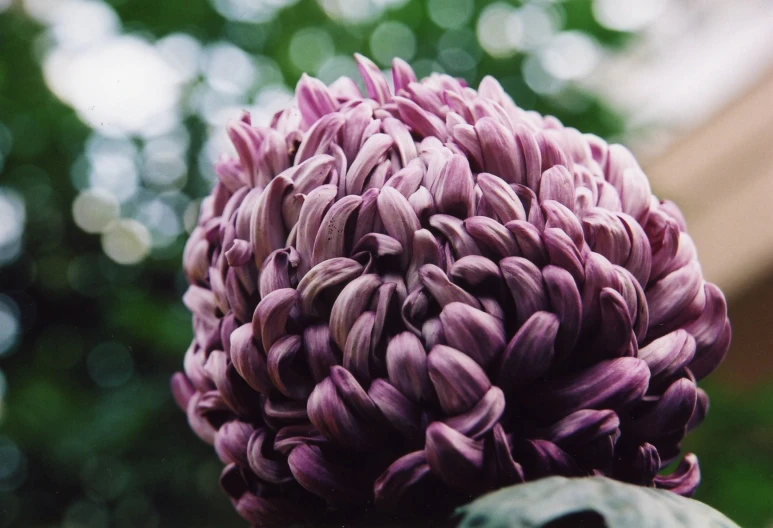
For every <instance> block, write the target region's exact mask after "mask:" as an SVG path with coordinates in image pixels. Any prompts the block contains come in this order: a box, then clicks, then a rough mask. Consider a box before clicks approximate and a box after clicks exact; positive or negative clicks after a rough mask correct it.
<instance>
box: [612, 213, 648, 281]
mask: <svg viewBox="0 0 773 528" xmlns="http://www.w3.org/2000/svg"><path fill="white" fill-rule="evenodd" d="M617 216H618V218H619V219H620V221H621V222H622V223H623V226H624V227H625V229H626V232H627V234H628V238H629V239H630V241H631V251H630V254H629V255H628V259H627V260H626V261H625V263H624V264H623V266H624V267H625V269H627V270H628V271H630V272H631V274H632V275H633V276H634V277H636V280H637V281H638V282H639V284H641V285H642V287H644V286H646V285H647V281H648V280H649V277H650V273H651V271H652V249H651V248H650V242H649V239H648V238H647V234H646V233H645V232H644V229H643V228H642V227H641V225H640V224H639V223H638V222H637V221H636V220H634V219H633V218H631V217H630V216H628V215H626V214H622V213H618V215H617Z"/></svg>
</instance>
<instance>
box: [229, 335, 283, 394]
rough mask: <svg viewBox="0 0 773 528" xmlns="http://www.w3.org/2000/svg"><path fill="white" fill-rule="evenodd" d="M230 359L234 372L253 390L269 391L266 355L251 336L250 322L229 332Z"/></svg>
mask: <svg viewBox="0 0 773 528" xmlns="http://www.w3.org/2000/svg"><path fill="white" fill-rule="evenodd" d="M231 361H232V362H233V365H234V367H235V368H236V372H238V373H239V375H240V376H241V377H242V378H244V381H246V382H247V384H248V385H249V386H250V387H252V388H253V389H254V390H256V391H258V392H261V393H263V394H268V393H269V392H271V389H272V388H273V387H272V384H271V380H270V379H269V377H268V367H267V365H266V356H265V355H264V353H263V352H261V351H260V350H258V347H257V346H256V344H255V341H254V340H253V337H252V323H247V324H245V325H242V326H240V327H239V328H237V329H236V330H234V331H233V332H232V333H231Z"/></svg>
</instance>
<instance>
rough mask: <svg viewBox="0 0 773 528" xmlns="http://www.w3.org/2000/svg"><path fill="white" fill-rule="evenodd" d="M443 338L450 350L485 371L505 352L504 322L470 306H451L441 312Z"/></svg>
mask: <svg viewBox="0 0 773 528" xmlns="http://www.w3.org/2000/svg"><path fill="white" fill-rule="evenodd" d="M440 321H441V322H442V323H443V335H444V336H445V339H446V342H447V343H448V345H449V346H451V347H454V348H456V349H458V350H461V351H462V352H464V353H465V354H467V355H468V356H470V357H471V358H472V359H474V360H475V361H476V362H477V363H478V364H479V365H481V366H483V367H486V366H488V365H489V364H490V363H491V361H492V360H493V359H494V358H495V357H497V356H498V355H499V354H500V353H501V351H502V350H503V349H504V348H505V343H506V341H505V329H504V325H503V323H502V321H501V320H499V319H497V318H496V317H493V316H491V315H489V314H487V313H486V312H483V311H481V310H478V309H475V308H473V307H471V306H470V305H468V304H464V303H460V302H452V303H450V304H448V305H446V306H445V307H444V308H443V311H442V312H440Z"/></svg>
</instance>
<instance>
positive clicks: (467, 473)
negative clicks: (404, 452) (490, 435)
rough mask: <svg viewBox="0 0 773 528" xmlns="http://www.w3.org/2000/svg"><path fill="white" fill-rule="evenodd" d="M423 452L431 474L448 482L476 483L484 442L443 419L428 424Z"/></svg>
mask: <svg viewBox="0 0 773 528" xmlns="http://www.w3.org/2000/svg"><path fill="white" fill-rule="evenodd" d="M424 452H425V453H426V456H427V464H428V465H429V467H430V469H431V470H432V472H433V473H434V474H436V475H437V476H438V477H440V479H441V480H443V481H444V482H445V483H446V484H448V485H449V486H454V487H457V488H463V489H464V488H470V487H473V488H474V487H475V485H476V483H478V482H479V481H480V474H481V472H482V471H483V443H482V442H481V441H476V440H472V439H470V438H467V437H466V436H464V435H463V434H461V433H459V432H457V431H455V430H453V429H452V428H451V427H449V426H447V425H446V424H444V423H442V422H434V423H432V424H430V426H429V427H427V432H426V440H425V447H424Z"/></svg>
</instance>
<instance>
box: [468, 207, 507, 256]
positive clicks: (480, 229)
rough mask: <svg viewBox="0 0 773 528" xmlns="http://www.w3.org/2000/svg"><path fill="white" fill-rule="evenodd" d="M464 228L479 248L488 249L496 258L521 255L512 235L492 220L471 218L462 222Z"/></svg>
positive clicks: (505, 228)
mask: <svg viewBox="0 0 773 528" xmlns="http://www.w3.org/2000/svg"><path fill="white" fill-rule="evenodd" d="M464 228H465V229H466V230H467V232H468V233H469V234H470V236H471V237H472V238H473V239H475V242H477V244H478V246H479V247H482V248H486V249H488V250H489V251H491V252H492V253H493V254H494V255H495V256H496V257H497V258H504V257H510V256H514V255H520V253H521V252H520V249H519V248H518V243H517V242H516V240H515V237H514V236H513V235H512V233H511V232H510V231H508V230H507V228H505V226H503V225H502V224H500V223H499V222H497V221H496V220H494V219H493V218H488V217H486V216H472V217H470V218H467V219H466V220H465V221H464Z"/></svg>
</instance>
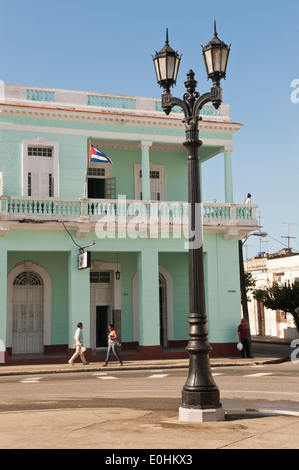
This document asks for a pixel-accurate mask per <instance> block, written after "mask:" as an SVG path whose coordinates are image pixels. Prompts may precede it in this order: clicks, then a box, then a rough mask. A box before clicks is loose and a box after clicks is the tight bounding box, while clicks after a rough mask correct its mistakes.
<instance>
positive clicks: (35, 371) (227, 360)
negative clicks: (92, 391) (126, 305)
mask: <svg viewBox="0 0 299 470" xmlns="http://www.w3.org/2000/svg"><path fill="white" fill-rule="evenodd" d="M285 360H287V359H286V358H281V357H254V358H252V359H247V358H245V359H242V358H241V357H232V358H229V357H228V358H219V359H214V358H212V359H210V363H211V367H225V366H241V365H242V366H244V365H258V364H269V363H272V364H274V363H279V362H283V361H285ZM188 365H189V360H188V359H159V360H154V359H152V360H151V359H148V360H144V361H140V360H138V361H124V362H123V366H122V367H120V366H119V365H118V362H117V361H115V360H114V359H113V360H112V361H110V362H109V364H108V366H107V367H104V366H103V362H90V363H89V364H88V365H87V366H84V365H83V364H82V363H81V361H80V360H79V361H78V362H75V364H74V366H71V365H69V364H68V362H67V359H66V360H65V364H28V365H24V364H22V365H13V366H11V365H7V366H6V365H4V366H1V367H0V376H4V375H28V374H53V373H55V374H57V373H73V372H78V371H82V370H89V371H94V372H97V371H98V370H113V369H115V368H117V369H121V368H122V369H126V370H138V369H140V370H142V369H175V368H184V367H188Z"/></svg>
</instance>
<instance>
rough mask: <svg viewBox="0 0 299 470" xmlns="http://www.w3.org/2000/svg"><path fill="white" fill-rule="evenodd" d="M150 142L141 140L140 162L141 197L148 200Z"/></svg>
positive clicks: (144, 200) (151, 145) (149, 181)
mask: <svg viewBox="0 0 299 470" xmlns="http://www.w3.org/2000/svg"><path fill="white" fill-rule="evenodd" d="M151 146H152V142H149V141H142V142H141V163H142V199H143V200H144V201H149V200H150V199H151V183H150V159H149V149H150V147H151Z"/></svg>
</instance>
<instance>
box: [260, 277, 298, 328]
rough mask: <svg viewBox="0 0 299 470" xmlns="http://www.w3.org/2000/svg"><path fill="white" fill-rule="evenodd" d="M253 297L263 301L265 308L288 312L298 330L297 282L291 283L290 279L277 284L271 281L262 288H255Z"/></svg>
mask: <svg viewBox="0 0 299 470" xmlns="http://www.w3.org/2000/svg"><path fill="white" fill-rule="evenodd" d="M253 297H254V298H255V299H256V300H258V301H259V302H263V304H264V305H265V307H266V308H270V309H271V310H282V311H283V312H285V313H290V314H291V315H292V316H293V318H294V321H295V324H296V328H297V330H298V332H299V283H298V282H295V283H294V284H291V283H290V281H286V282H284V283H281V284H279V283H278V282H273V284H272V285H271V286H268V287H265V288H264V289H256V290H255V291H254V292H253Z"/></svg>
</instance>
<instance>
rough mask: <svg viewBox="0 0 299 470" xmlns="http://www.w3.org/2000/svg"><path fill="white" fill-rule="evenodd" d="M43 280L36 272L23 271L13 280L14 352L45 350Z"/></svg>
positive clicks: (24, 352)
mask: <svg viewBox="0 0 299 470" xmlns="http://www.w3.org/2000/svg"><path fill="white" fill-rule="evenodd" d="M43 297H44V296H43V282H42V279H41V278H40V277H39V276H38V275H37V274H36V273H34V272H28V271H26V272H22V273H20V274H19V275H18V276H16V278H15V280H14V282H13V295H12V304H13V310H12V351H13V354H34V353H42V352H43V346H44V344H43V332H44V318H43V317H44V312H43V303H44V302H43Z"/></svg>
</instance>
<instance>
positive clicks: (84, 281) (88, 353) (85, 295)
mask: <svg viewBox="0 0 299 470" xmlns="http://www.w3.org/2000/svg"><path fill="white" fill-rule="evenodd" d="M78 254H79V251H71V252H70V253H69V263H68V274H69V283H68V286H69V292H68V298H69V302H68V304H69V317H68V320H69V321H68V326H69V333H68V346H69V348H73V344H74V335H75V331H76V329H77V324H78V323H79V322H81V323H83V345H84V347H85V348H87V351H86V354H85V357H86V359H87V360H88V356H89V359H90V356H91V349H89V350H88V348H90V288H89V271H90V270H89V268H87V269H81V270H79V269H78ZM73 353H74V350H73V349H71V350H70V351H69V355H71V354H73Z"/></svg>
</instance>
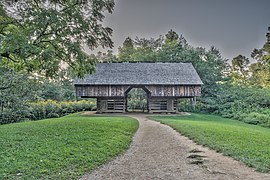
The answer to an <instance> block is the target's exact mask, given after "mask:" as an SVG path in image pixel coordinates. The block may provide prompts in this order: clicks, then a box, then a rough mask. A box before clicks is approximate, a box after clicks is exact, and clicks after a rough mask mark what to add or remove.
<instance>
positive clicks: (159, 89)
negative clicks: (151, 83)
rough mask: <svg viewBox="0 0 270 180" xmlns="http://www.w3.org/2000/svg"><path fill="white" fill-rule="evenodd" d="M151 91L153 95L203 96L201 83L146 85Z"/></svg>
mask: <svg viewBox="0 0 270 180" xmlns="http://www.w3.org/2000/svg"><path fill="white" fill-rule="evenodd" d="M145 87H146V88H147V89H148V90H149V91H150V92H151V96H154V97H168V96H169V97H193V96H201V86H200V85H197V86H196V85H187V86H180V85H179V86H177V85H164V86H161V85H150V86H145Z"/></svg>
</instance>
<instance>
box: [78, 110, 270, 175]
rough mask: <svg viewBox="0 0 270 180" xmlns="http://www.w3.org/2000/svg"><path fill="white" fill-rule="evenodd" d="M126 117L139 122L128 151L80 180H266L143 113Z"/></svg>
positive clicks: (93, 171)
mask: <svg viewBox="0 0 270 180" xmlns="http://www.w3.org/2000/svg"><path fill="white" fill-rule="evenodd" d="M130 116H131V117H133V118H136V119H137V120H138V121H139V123H140V127H139V129H138V131H137V133H136V134H135V136H134V138H133V142H132V144H131V147H130V149H129V150H128V151H127V152H126V153H125V154H123V155H121V156H119V157H117V158H116V159H114V160H113V161H111V162H109V163H108V164H106V165H103V166H101V167H100V168H98V169H97V170H95V171H93V172H91V173H90V174H86V175H84V176H83V177H82V178H81V179H91V180H92V179H102V180H103V179H116V180H118V179H125V180H129V179H138V180H142V179H164V180H169V179H179V180H180V179H181V180H189V179H191V180H193V179H194V180H203V179H205V180H211V179H215V180H216V179H220V180H225V179H230V180H235V179H238V180H242V179H243V180H248V179H254V180H270V174H263V173H258V172H255V171H254V170H253V169H251V168H248V167H246V166H245V165H243V164H242V163H240V162H238V161H235V160H233V159H232V158H230V157H226V156H223V155H222V154H220V153H216V152H215V151H213V150H209V149H208V148H205V147H202V146H200V145H197V144H195V143H194V142H192V141H191V140H189V139H188V138H186V137H184V136H181V135H180V134H179V133H177V132H176V131H174V130H173V129H172V128H170V127H169V126H166V125H162V124H160V123H158V122H155V121H151V120H148V119H147V118H146V117H145V115H143V114H131V115H130Z"/></svg>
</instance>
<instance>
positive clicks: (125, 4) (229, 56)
mask: <svg viewBox="0 0 270 180" xmlns="http://www.w3.org/2000/svg"><path fill="white" fill-rule="evenodd" d="M104 24H105V25H106V26H108V27H111V28H112V29H113V36H112V40H113V41H114V48H113V51H114V53H117V49H118V47H119V46H121V45H122V43H123V41H124V40H125V38H126V37H128V36H129V37H131V38H133V39H134V38H135V37H136V36H138V37H139V38H150V37H154V38H158V37H159V35H165V34H166V33H167V32H168V31H169V30H170V29H172V30H174V31H176V32H177V33H178V34H182V35H183V36H184V37H185V38H186V40H187V41H188V43H189V44H190V45H192V46H194V47H204V48H207V49H209V48H210V47H211V46H215V47H216V48H218V49H219V50H220V52H221V54H222V56H223V57H225V58H228V59H230V60H231V59H232V58H233V57H235V56H237V55H238V54H243V55H245V56H247V57H249V58H251V57H250V53H251V51H252V50H253V49H254V48H261V47H262V46H263V44H264V42H265V41H266V37H265V35H266V32H267V27H268V26H270V0H115V7H114V11H113V14H106V18H105V20H104ZM99 50H101V51H106V50H102V49H99ZM88 52H89V53H91V52H90V51H88Z"/></svg>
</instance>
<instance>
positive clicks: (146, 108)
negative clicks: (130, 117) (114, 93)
mask: <svg viewBox="0 0 270 180" xmlns="http://www.w3.org/2000/svg"><path fill="white" fill-rule="evenodd" d="M150 95H151V93H150V91H149V90H148V89H147V88H145V87H144V86H131V87H129V88H128V89H127V90H126V92H125V100H126V105H125V107H126V110H125V111H126V112H149V97H150Z"/></svg>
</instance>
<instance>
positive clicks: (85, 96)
mask: <svg viewBox="0 0 270 180" xmlns="http://www.w3.org/2000/svg"><path fill="white" fill-rule="evenodd" d="M75 87H76V96H77V97H124V96H125V92H126V90H127V89H128V88H129V86H122V85H119V86H116V85H107V86H106V85H98V86H97V85H95V86H81V85H80V86H78V85H76V86H75Z"/></svg>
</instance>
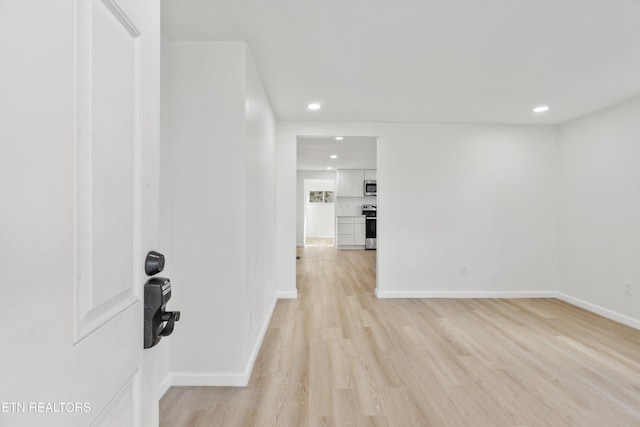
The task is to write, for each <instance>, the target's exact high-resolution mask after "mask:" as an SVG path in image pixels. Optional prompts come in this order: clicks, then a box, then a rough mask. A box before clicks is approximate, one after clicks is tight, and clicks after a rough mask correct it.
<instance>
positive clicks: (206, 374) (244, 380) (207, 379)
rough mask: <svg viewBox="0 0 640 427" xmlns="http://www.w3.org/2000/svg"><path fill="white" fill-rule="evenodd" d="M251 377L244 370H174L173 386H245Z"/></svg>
mask: <svg viewBox="0 0 640 427" xmlns="http://www.w3.org/2000/svg"><path fill="white" fill-rule="evenodd" d="M248 382H249V379H248V378H247V376H246V374H245V373H244V372H219V373H217V372H213V373H204V372H173V373H172V374H171V385H172V386H209V387H243V386H245V385H247V383H248Z"/></svg>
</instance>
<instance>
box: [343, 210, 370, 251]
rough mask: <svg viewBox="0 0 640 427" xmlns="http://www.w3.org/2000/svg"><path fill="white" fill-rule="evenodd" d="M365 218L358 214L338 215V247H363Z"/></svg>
mask: <svg viewBox="0 0 640 427" xmlns="http://www.w3.org/2000/svg"><path fill="white" fill-rule="evenodd" d="M364 243H365V219H364V217H358V216H339V217H338V218H337V221H336V246H337V247H338V249H364Z"/></svg>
====
_What the exercise asks_.
Locate every line in the items above that contains the word "negative", and copy each of those lines.

_Task response_.
For every <instance> block, write the target region's exact mask after "mask:" as an SVG path with coordinates in image pixels. Any prompts the block contains come in this order: a box, then clicks, then a rough mask. Consider a box before clicks approximate and a box after clicks exact; positive or negative clicks after a rough mask correct it.
negative clicks: (404, 452) (490, 435)
negative clicks: (92, 391) (126, 305)
negative clicks: (151, 83)
negative clicks: (130, 117) (114, 93)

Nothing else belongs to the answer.